>> start Provided information

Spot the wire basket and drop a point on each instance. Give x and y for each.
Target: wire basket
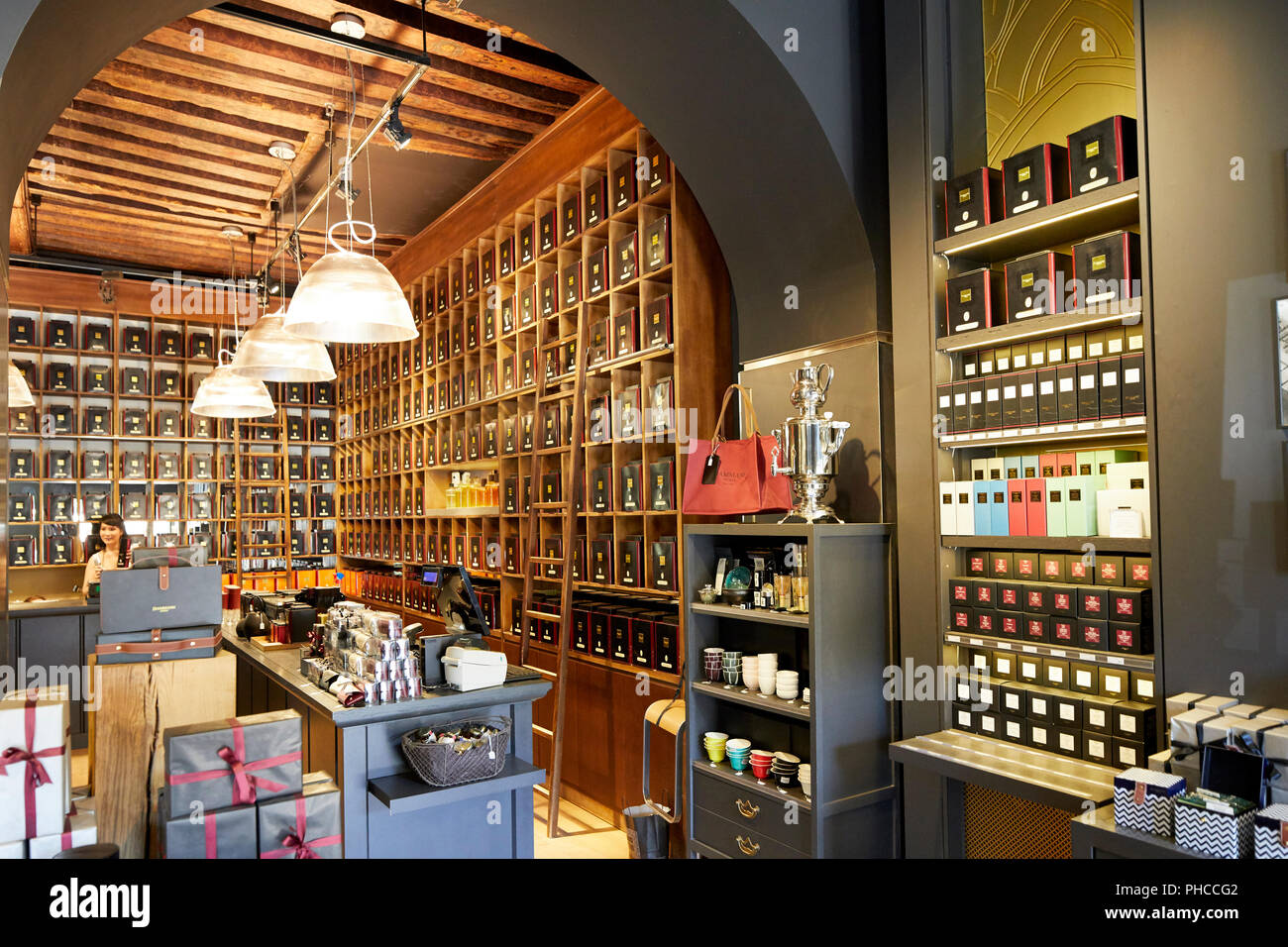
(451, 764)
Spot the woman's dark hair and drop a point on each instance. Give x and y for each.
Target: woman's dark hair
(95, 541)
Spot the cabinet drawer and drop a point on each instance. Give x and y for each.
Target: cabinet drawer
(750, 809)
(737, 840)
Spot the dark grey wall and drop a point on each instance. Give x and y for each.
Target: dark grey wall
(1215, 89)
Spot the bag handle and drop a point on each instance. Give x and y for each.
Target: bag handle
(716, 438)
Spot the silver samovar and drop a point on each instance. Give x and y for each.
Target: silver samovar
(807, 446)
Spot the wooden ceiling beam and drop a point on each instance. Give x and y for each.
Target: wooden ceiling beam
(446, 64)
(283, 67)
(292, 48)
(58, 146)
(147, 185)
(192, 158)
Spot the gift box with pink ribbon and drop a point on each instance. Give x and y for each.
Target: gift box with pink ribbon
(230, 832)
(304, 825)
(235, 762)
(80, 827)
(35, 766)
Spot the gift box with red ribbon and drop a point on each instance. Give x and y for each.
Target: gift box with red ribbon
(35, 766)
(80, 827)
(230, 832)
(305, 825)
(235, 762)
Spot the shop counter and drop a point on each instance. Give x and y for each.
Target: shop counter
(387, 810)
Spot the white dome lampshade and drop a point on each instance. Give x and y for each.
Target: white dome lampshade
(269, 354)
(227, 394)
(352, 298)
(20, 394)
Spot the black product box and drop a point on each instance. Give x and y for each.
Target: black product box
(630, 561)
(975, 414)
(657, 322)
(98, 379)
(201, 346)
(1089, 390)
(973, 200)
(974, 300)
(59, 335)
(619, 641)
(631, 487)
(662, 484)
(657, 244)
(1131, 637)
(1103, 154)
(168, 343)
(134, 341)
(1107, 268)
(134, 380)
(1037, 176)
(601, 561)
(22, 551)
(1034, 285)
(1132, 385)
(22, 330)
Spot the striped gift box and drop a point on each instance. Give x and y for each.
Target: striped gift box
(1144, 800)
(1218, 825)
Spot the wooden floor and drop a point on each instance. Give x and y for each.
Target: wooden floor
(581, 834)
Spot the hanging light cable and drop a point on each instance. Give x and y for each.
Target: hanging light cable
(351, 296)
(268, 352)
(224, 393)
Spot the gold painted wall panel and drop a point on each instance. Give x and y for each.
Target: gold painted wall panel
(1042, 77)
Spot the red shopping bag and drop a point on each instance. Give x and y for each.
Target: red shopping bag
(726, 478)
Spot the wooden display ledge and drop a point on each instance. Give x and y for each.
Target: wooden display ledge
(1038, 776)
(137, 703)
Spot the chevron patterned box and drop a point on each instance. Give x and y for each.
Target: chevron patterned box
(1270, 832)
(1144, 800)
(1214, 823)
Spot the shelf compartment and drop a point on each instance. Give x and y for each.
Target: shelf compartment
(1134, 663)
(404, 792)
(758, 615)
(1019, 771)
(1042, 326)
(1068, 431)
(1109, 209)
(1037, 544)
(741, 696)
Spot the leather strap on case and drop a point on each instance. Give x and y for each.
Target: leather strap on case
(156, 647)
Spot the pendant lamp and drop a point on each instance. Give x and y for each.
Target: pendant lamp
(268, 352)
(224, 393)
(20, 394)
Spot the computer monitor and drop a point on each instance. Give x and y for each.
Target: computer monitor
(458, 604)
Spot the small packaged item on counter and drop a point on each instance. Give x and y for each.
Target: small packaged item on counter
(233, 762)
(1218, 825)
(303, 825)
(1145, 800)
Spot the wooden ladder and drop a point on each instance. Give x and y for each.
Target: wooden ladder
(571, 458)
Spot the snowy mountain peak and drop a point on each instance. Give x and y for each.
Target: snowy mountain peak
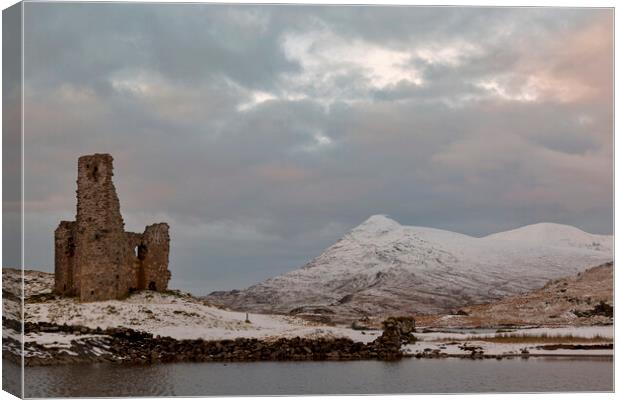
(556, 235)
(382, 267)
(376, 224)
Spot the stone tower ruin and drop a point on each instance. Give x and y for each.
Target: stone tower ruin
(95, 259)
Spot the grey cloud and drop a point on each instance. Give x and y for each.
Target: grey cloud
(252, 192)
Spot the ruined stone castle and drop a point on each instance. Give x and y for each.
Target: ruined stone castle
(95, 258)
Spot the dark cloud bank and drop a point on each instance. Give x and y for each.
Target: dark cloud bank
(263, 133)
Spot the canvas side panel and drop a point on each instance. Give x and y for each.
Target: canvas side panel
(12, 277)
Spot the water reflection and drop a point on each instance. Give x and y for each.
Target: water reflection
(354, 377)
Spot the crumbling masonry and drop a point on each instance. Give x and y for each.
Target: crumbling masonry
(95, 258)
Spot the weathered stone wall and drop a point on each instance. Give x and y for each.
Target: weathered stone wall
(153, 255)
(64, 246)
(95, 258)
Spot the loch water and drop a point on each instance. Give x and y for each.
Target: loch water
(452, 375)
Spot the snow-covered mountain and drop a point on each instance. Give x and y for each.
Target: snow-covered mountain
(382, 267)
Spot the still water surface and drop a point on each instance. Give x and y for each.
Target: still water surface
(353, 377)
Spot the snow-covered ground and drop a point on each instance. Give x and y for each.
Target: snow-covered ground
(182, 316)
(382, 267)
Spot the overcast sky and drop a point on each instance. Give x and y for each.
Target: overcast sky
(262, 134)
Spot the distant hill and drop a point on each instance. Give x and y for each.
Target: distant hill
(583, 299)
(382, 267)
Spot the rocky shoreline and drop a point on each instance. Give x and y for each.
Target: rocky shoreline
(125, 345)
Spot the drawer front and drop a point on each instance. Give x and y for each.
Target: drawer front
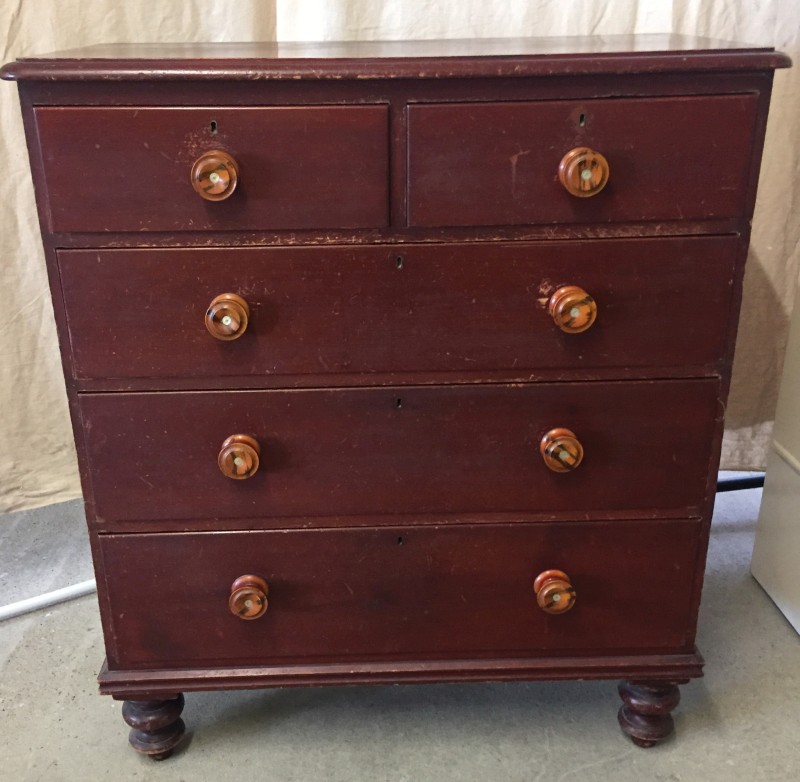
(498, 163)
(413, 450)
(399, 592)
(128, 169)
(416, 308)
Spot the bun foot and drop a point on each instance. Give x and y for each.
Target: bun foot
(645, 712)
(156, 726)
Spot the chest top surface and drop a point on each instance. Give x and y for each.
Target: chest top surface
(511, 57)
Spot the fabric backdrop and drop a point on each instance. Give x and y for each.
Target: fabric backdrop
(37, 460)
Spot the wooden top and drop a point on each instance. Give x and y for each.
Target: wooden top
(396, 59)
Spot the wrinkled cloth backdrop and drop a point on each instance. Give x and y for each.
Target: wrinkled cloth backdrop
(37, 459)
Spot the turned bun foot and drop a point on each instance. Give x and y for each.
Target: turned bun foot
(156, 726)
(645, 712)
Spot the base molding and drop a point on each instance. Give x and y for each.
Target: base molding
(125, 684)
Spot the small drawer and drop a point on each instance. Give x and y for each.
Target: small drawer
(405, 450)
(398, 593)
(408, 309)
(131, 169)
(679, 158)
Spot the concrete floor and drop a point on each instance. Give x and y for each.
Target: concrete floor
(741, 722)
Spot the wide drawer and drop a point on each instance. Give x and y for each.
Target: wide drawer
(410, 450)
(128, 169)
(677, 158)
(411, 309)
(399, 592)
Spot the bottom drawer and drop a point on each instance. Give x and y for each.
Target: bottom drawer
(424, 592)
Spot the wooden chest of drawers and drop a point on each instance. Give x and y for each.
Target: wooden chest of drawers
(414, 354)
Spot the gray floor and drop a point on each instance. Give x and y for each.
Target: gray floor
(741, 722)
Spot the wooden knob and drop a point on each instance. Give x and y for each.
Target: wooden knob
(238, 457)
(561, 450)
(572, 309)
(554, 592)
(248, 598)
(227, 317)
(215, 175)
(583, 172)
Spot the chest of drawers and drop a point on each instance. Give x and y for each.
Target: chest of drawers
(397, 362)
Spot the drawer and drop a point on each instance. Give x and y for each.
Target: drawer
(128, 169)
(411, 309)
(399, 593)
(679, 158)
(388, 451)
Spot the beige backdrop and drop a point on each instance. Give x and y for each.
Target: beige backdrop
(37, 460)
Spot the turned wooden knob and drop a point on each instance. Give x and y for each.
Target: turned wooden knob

>> end Provided information

*Exercise details*
Rewrite all of the records above as one numbered list, one line per item and no blank lines. Leave the pictures out.

*The completed task*
1. Spot the wire basket and drop a point on each instance. Give x and y for each.
2. Target: wire basket
3. (451, 764)
4. Spot the woman's dark hair and drop a point on each instance. Give x and y for each.
5. Target: woman's dark hair
6. (95, 541)
7. Spot the cabinet drawer and drop a point on each instance. Give x and y for each.
8. Target: cabinet drawer
9. (750, 809)
10. (737, 840)
11. Spot the dark grey wall and drop a point on each instance. Give x and y for each.
12. Target: dark grey wall
13. (1215, 89)
14. Spot the bag handle and drop a point on each instance. Give x and y for each.
15. Target: bag handle
16. (716, 438)
17. Spot the silver samovar and drop a point on each instance. Give x and y for each.
18. Target: silver samovar
19. (807, 446)
20. Spot the wooden ceiling beam and drop a point on each instance. Give x and y for each.
21. Target: wooden ceiling beam
22. (446, 64)
23. (283, 67)
24. (292, 48)
25. (58, 146)
26. (147, 185)
27. (192, 158)
28. Spot the gift box with pink ribbon and drop a point on each instance. Give x and y for each.
29. Target: gift box with pink ribbon
30. (230, 832)
31. (304, 825)
32. (235, 762)
33. (80, 827)
34. (35, 766)
35. Spot the gift box with red ribbon and drop a point on each instance. Give x and y for each.
36. Target: gift box with red ribbon
37. (35, 766)
38. (80, 827)
39. (230, 832)
40. (305, 825)
41. (235, 762)
42. Spot the shop counter and drop a point on each instance. Give x and y for each.
43. Target: shop counter
44. (387, 810)
45. Spot the white dome lampshade and drop a point on each instance. Give x and y for each.
46. Target: white dome lampshade
47. (269, 354)
48. (227, 394)
49. (352, 298)
50. (20, 394)
51. Spot the black product box and drop a point on each instance. Give x and y for each.
52. Target: black product box
53. (630, 561)
54. (975, 414)
55. (657, 322)
56. (98, 379)
57. (201, 346)
58. (1089, 390)
59. (973, 200)
60. (974, 300)
61. (59, 335)
62. (619, 641)
63. (631, 487)
64. (662, 484)
65. (657, 244)
66. (1131, 637)
67. (1103, 154)
68. (168, 343)
69. (134, 341)
70. (1107, 268)
71. (134, 380)
72. (1037, 176)
73. (601, 561)
74. (22, 551)
75. (1034, 285)
76. (1132, 385)
77. (22, 330)
78. Spot the striped gift box and drop a point on each instance. Give x and y for each.
79. Target: striped gift box
80. (1144, 800)
81. (1218, 825)
82. Spot the wooden floor and drop a point on each instance. Give x and y for each.
83. Target: wooden floor
84. (581, 834)
85. Spot the hanging light cable and drop a point on each instance. Give x and y for each.
86. Target: hanging light cable
87. (351, 296)
88. (268, 352)
89. (224, 393)
90. Spot the gold painted wall panel and drop a point on each instance. Give x and y for each.
91. Target: gold painted wall panel
92. (1042, 77)
93. Spot the red shopping bag and drop a point on each instance. Give x and y for each.
94. Target: red shopping bag
95. (726, 478)
96. Spot the wooden display ledge and drop a point on each instance. Give x and y for each.
97. Target: wooden display ledge
98. (1038, 776)
99. (137, 703)
100. Spot the chevron patterned box and drop a point on each instance. Give x and y for each.
101. Target: chevron patterned box
102. (1270, 832)
103. (1144, 800)
104. (1214, 823)
105. Spot the shelf compartment and drop a point on each instance. Give x and y for each.
106. Target: shelf compartment
107. (1134, 663)
108. (404, 792)
109. (758, 615)
110. (1019, 771)
111. (1042, 326)
112. (1068, 431)
113. (1109, 209)
114. (1037, 544)
115. (741, 696)
116. Spot the leather strap on case and drop a point on each instance. Give x and y for each.
117. Target: leather strap on case
118. (156, 647)
119. Spot the pendant lamp and drop a point on each instance. Give x and y for each.
120. Target: pendant lamp
121. (268, 352)
122. (224, 393)
123. (20, 394)
124. Spot the computer monitor and drop a point on each instance. Give x and y for each.
125. Target: computer monitor
126. (458, 604)
127. Spot the small packaged item on counter and drop a point on each instance. Give x and y for each.
128. Target: small packaged item on counter
129. (233, 762)
130. (1218, 825)
131. (303, 825)
132. (1145, 800)
133. Spot the wooden ladder and drop a point on each instance. Give x and y for each.
134. Target: wooden ladder
135. (571, 458)
136. Spot the snowy mountain peak and drop a point on each instance. Give x and y for each.
137. Target: snowy mountain peak
138. (556, 235)
139. (382, 267)
140. (376, 224)
141. Spot the stone tower ruin and drop a point on each instance. Give x and y for each.
142. Target: stone tower ruin
143. (95, 259)
144. Spot the grey cloud and drop a point on each instance. Give x and y for each.
145. Target: grey cloud
146. (252, 192)
147. Spot the ruined stone castle and drop a point on each instance. Give x and y for each.
148. Target: ruined stone castle
149. (95, 258)
150. Spot the dark cloud bank and drop a point on each instance. Give x and y for each.
151. Target: dark cloud bank
152. (263, 133)
153. Spot the canvas side panel and drop a point on each instance. Give x and y for each.
154. Target: canvas side panel
155. (12, 277)
156. Spot the water reflection and drop a point on each instance. Give x and y for each.
157. Target: water reflection
158. (354, 377)
159. Spot the crumbling masonry and drop a point on each instance. Give x and y for each.
160. Target: crumbling masonry
161. (95, 258)
162. Spot the weathered stone wall and drop a point on each instance. Give x and y for each.
163. Target: weathered stone wall
164. (153, 255)
165. (64, 246)
166. (95, 258)
167. Spot the loch water and drop a point on each instance. Give x and y for each.
168. Target: loch water
169. (452, 375)
170. Spot the snow-covered mountain and drop a point on each instance. Give x and y for each.
171. Target: snow-covered mountain
172. (382, 267)
173. Spot the still water surface and drop a point on each instance. Give x and y for each.
174. Target: still water surface
175. (353, 377)
176. Spot the snow-covered ground and drop a point on each instance. Give x and y for each.
177. Target: snow-covered ground
178. (182, 316)
179. (382, 267)
180. Spot the overcast sky and drop a point on each instance. Give x and y for each.
181. Target: overcast sky
182. (262, 134)
183. Spot the distant hill and drop a point on each instance. Give x and y for each.
184. Target: distant hill
185. (583, 299)
186. (382, 267)
187. Spot the rocky shoreline and drop a point on each instance. Give x and y for each.
188. Target: rocky shoreline
189. (125, 345)
190. Spot the drawer front and drop a point on each instance. Give x and y for each.
191. Target: drawer front
192. (498, 163)
193. (413, 450)
194. (399, 592)
195. (128, 169)
196. (416, 308)
197. Spot the bun foot and drop a point on each instance. Give x and y for each.
198. Target: bun foot
199. (645, 712)
200. (156, 726)
201. Spot the chest top surface and drop a point on each instance. Give x and y for each.
202. Target: chest top surface
203. (511, 57)
204. Spot the fabric backdrop and drop a point on each instance. Give x and y for each.
205. Target: fabric backdrop
206. (37, 460)
207. Spot the wooden top and drop a point on each instance. Give x and y for each.
208. Target: wooden top
209. (396, 59)
210. Spot the wrinkled cloth backdrop and drop a point on each instance. Give x and y for each.
211. Target: wrinkled cloth backdrop
212. (37, 459)
213. Spot the turned bun foot and drop a point on each instance. Give x and y for each.
214. Target: turned bun foot
215. (156, 726)
216. (645, 712)
217. Spot the base molding and drop a point on each instance. Give x and y for each.
218. Target: base molding
219. (125, 684)
220. Spot the small drawer and drop a point on each instance. Give x and y for each.
221. Target: small drawer
222. (405, 450)
223. (398, 593)
224. (408, 309)
225. (131, 169)
226. (679, 158)
227. Spot the concrete floor and drop a point on each instance. Give x and y for each.
228. Target: concrete floor
229. (741, 722)
230. Spot the wide drawer and drop a point on each instance. Give x and y for each.
231. Target: wide drawer
232. (410, 450)
233. (128, 169)
234. (677, 158)
235. (411, 309)
236. (399, 592)
237. Spot the bottom drawer and drop a point on each instance. Give x and y for each.
238. Target: bottom drawer
239. (424, 592)
240. Spot the wooden chest of drawers and drop a point on each instance. Give x and y for each.
241. Target: wooden chest of drawers
242. (414, 354)
243. Spot the gray floor and drop a point on each instance. Give x and y for each.
244. Target: gray floor
245. (741, 722)
246. Spot the wooden knob and drop a point on each instance. Give x and y for each.
247. Target: wooden knob
248. (238, 457)
249. (561, 450)
250. (572, 309)
251. (554, 592)
252. (248, 598)
253. (227, 317)
254. (215, 175)
255. (583, 172)
256. Spot the chest of drawers and drop a point on each instance. Give x and y for each.
257. Target: chest of drawers
258. (397, 362)
259. Spot the drawer and drop a point on each instance. Give x and y for each.
260. Target: drawer
261. (128, 169)
262. (411, 309)
263. (399, 593)
264. (679, 158)
265. (388, 451)
266. Spot the beige backdrop and drop a point on each instance. Give x and y for each.
267. Target: beige backdrop
268. (37, 460)
269. Spot the turned wooden knob and drop a point on each instance. Give x and y for each.
270. Target: turned wooden knob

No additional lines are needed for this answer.